Location labeling entries:
═══

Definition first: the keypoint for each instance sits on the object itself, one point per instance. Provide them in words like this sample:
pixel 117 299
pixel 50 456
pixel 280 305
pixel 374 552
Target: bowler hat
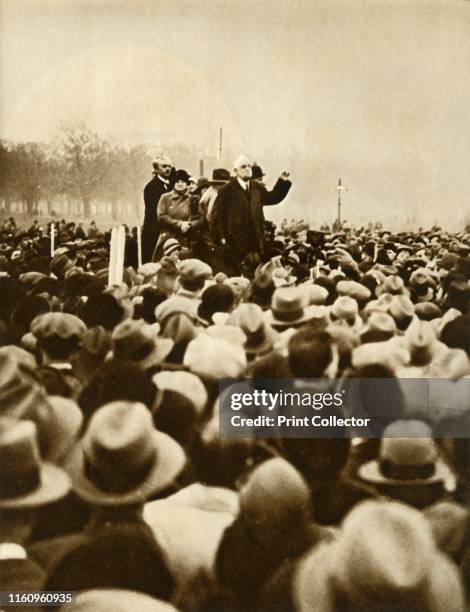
pixel 122 459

═══

• **What the task requires**
Please render every line of the entries above as a Markdown table with the columns Row and Line, numbering the rows and skipping blank lines. Leave the pictures out.

• **Answer**
| Row | Line |
|---|---|
| 1 | Definition first: the keypoint for each instance sits on the object itself, one point per instance. Provide them in words like this sample: |
| 2 | pixel 117 299 |
| 3 | pixel 50 456 |
| 4 | pixel 280 305 |
| 5 | pixel 374 552 |
| 6 | Target: bowler hat |
| 7 | pixel 122 459 |